** QUOTED PASSAGE **
— begin —

Home to a little over 2,000 people, Collinsville is the epitome of a small town. Collinsville High School (CHS) – the epitome of a small school.
However, despite its small scale, CHS has a few big things going for it, one being its FFA chapter.
Chris Uselton is the CHS FFA adviser, where he coaches horse judging, poultry judging and agricultural mechanics teams. He also teaches agricultural mechanics, equine science and
agricultural fabrication and design.
Uselton has been teaching at Collinsville for 17 years, following five years at Gainesville and four years at Callisburg, but teaching wasn’t always on his radar.
“I went to college like everybody else when I got out of high school, and I got a bachelor’s degree in animal science,” Uselton said. “I started making saddles in college down in College Station. Then I kept doing that when I moved back up here and got married and started a family. I made saddles for another 10 years at least. I owned a shop, but everybody always told me I’d be an agriculture teacher. I started (teaching) in 1999.”
While Uselton may not have become an FFA adviser instantaneously, FFA was in his life from an early point.
Taught by his very own father in high school in Gainesville, Uselton was a major part of FFA, leading him to judge horses at the collegiate level at Texas A&M Commerce and Texas A&M in College Station.
While there was a gap in his life that judging competitively didn’t fill, Uselton eventually drifted back to his roots.
“I think horse judges are competitive people, and I think everybody gravitates towards something they’re good at,” Uselton said. “Teachers, they like to lean on that.”
Horse judging competitions involve students evaluating a class of horses as if they were the official judge. Each class features horses of the same breed or discipline to ensure a consistent standard. Students are tasked with placing the horses based on their conformation, movement and overall presentation. Their scorecards are then compared to those of professional judges, and the students whose placements most closely resemble the official results are ranked the highest.

— end —

** Lines of data **
— begin —

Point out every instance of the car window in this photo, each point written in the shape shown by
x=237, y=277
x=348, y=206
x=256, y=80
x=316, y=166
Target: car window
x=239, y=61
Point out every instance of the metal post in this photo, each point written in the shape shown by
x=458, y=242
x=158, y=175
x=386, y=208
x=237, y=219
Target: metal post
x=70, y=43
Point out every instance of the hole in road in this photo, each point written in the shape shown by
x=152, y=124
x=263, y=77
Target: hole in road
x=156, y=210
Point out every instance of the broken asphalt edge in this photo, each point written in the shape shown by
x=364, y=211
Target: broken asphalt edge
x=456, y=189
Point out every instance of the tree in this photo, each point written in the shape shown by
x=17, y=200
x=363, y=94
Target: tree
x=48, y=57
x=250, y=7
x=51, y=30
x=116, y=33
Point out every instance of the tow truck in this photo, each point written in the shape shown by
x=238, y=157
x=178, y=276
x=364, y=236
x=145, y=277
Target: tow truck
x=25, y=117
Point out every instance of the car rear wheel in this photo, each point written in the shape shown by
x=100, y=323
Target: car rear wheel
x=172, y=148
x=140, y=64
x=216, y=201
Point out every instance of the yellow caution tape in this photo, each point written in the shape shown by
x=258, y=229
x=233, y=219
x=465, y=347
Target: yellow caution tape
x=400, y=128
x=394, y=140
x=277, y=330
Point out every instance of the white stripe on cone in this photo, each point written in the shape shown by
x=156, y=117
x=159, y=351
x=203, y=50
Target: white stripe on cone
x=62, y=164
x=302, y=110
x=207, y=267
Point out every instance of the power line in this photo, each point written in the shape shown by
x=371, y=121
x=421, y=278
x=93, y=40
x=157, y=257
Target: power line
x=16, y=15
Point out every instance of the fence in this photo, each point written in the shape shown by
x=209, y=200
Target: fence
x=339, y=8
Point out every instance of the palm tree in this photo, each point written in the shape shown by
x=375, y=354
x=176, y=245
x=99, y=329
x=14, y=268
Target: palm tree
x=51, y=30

— end —

** TASKS TO PERFORM **
1. Using the article on Collinsville High School's FFA adviser, answer each question below.
(a) How many years has Uselton been teaching at Collinsville?
(b) What degree did Uselton earn in college?
(c) On what three things do students base their placement of horses in horse judging competitions?
2. Update the listing so that every "Point out" becomes "Mark", keeping everything else the same.

** RESULTS OF THE EXERCISE **
1.
(a) 17 years
(b) A bachelor's degree in animal science
(c) Their conformation, movement and overall presentation

2.
Mark every instance of the car window in this photo, each point written in the shape shown by
x=237, y=277
x=348, y=206
x=256, y=80
x=316, y=166
Target: car window
x=239, y=61
Mark every instance of the metal post in this photo, each point written in the shape shown by
x=458, y=242
x=158, y=175
x=386, y=208
x=237, y=219
Target: metal post
x=70, y=43
Mark every instance of the hole in road in this photo, each point written in the shape shown by
x=152, y=124
x=263, y=77
Target: hole in road
x=156, y=210
Mark every instance of the broken asphalt edge in this photo, each point written in the shape shown by
x=364, y=211
Target: broken asphalt edge
x=456, y=189
Mark every instance of the tree in this photo, each point written in the shape shown by
x=17, y=200
x=363, y=94
Target: tree
x=48, y=57
x=250, y=7
x=51, y=30
x=116, y=33
Mark every instance of the tow truck in this photo, each point written in the shape shown by
x=238, y=157
x=178, y=276
x=364, y=236
x=145, y=277
Target: tow truck
x=25, y=117
Mark every instance of the car rear wheel in this photo, each point written in the shape shown by
x=100, y=323
Target: car rear wheel
x=172, y=148
x=140, y=64
x=216, y=201
Mark every instance of the yellow caution tape in this photo, each point written in the shape shown by
x=258, y=229
x=233, y=219
x=465, y=347
Target: yellow caution tape
x=400, y=128
x=394, y=140
x=277, y=330
Mark every instance of the white stripe on cone in this photo, each point written in the shape shown by
x=156, y=117
x=159, y=351
x=203, y=50
Target: white stripe on cone
x=62, y=164
x=302, y=110
x=207, y=267
Mark every instance of the power line in this photo, each point written in the shape shown by
x=371, y=121
x=421, y=278
x=93, y=40
x=157, y=257
Target: power line
x=16, y=15
Mark every instance of the fence in this photo, each point written in the shape shown by
x=209, y=200
Target: fence
x=339, y=8
Mark every instance of the palm tree in this photo, each point written in the shape shown by
x=375, y=354
x=176, y=245
x=99, y=329
x=14, y=268
Target: palm tree
x=51, y=30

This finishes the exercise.